* _What the exercise asks_
A verbatim copy of the entries is the required answer.

* _Supplied entries_
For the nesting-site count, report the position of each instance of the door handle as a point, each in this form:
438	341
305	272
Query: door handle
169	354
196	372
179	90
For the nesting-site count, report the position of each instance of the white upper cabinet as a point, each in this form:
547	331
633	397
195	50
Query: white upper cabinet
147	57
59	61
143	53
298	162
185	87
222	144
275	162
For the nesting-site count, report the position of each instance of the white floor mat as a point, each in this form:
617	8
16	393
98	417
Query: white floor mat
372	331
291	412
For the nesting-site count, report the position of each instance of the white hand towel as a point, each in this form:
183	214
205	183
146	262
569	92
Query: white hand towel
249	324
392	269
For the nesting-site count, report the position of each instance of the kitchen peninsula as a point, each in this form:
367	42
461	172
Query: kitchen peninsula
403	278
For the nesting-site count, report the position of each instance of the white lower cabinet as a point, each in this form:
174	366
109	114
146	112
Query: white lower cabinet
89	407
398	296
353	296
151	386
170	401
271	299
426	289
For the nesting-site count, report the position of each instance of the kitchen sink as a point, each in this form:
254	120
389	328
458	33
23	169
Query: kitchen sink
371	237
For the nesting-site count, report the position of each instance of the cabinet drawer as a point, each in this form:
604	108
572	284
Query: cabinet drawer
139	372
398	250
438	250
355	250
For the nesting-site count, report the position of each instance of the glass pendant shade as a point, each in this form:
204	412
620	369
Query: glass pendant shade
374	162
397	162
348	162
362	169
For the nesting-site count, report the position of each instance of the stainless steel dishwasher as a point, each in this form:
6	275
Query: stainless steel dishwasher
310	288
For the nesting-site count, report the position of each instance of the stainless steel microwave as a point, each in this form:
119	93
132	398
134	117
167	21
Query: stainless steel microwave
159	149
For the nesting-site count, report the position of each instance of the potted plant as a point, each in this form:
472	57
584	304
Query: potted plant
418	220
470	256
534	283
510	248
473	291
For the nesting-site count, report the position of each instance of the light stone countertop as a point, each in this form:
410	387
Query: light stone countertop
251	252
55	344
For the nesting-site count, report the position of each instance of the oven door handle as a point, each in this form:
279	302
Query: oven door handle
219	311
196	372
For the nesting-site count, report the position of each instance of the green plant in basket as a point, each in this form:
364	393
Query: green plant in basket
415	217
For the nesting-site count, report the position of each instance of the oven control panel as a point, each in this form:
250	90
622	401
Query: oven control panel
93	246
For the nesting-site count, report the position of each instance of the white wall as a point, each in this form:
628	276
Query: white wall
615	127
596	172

* _Result for this exercise_
For the nesting-site count, report the position of each instance of the door handle as a point, each in this form:
438	341
305	272
Query: door handle
169	354
196	372
179	90
For the nesting-site count, report the position of each instance of the white upper cabinet as a point, each in this form:
547	331
633	397
195	50
Query: white upper cabinet
147	57
59	61
143	53
298	162
185	87
222	144
275	162
For the nesting-site count, report the position of each instance of the white floor mat as a point, each in this form:
617	8
16	393
98	417
Query: white floor mat
372	331
291	412
For the nesting-site count, report the position of each instance of the white hand towel as a point, each in this form:
183	214
205	183
146	262
569	92
Query: white hand towel
249	324
392	269
For the nesting-site count, report the position of each instance of the kitchen peninsula as a point, each in this form:
367	42
461	172
Query: kitchen peninsula
403	278
For the nesting-site count, report the position of each instance of the white lower cabinet as a point, each in this form:
174	366
109	114
146	112
Query: white lower cabinet
89	407
398	296
353	296
151	386
170	401
271	299
426	289
For the nesting-site count, report the position of each instance of the kitchen sink as a point, each in this form:
254	120
389	328
458	33
23	169
Query: kitchen sink
371	237
For the nesting-site count, report the position of each instance of the cabinet drawer as a point, each in this form:
604	108
572	284
Query: cabinet drawer
139	372
398	250
438	250
355	250
For the nesting-site count, report the position of each instance of the glass pendant shade as a point, each in this form:
204	412
620	369
Query: glass pendant shade
374	162
397	162
348	162
362	169
For the nesting-site count, report the position of each instance of the stainless steel dishwasher as a point, each in this form:
6	275
Query: stainless steel dishwasher
310	288
For the nesting-site count, report the position of each instance of the stainless steel microwave as a point, each in this form:
119	93
132	398
134	117
167	21
Query: stainless steel microwave
159	149
For the nesting-site count, report the position of each instance of the potted plant as a point, each in this form:
472	57
584	304
Query: potted plant
418	220
470	256
534	283
510	248
473	291
For the nesting-site count, report the position of each instance of the light stone countertop as a point, each in this form:
410	387
Query: light stone countertop
251	252
55	344
For the nesting-site count, report the position of each instance of the oven door handle as a point, each in this form:
279	302
Query: oven door handle
219	311
196	372
For the nesting-site count, report the position of each instance of the green plant in basket as a point, each in this form:
364	393
Query: green plant in basket
415	217
For the nesting-site count, report the position of each instance of the oven control panel as a point, each in this form:
250	90
622	401
Query: oven control panel
93	246
For the nesting-site count, report the position of each instance of the white wall as a point, each in this form:
628	276
Query: white wall
615	127
596	172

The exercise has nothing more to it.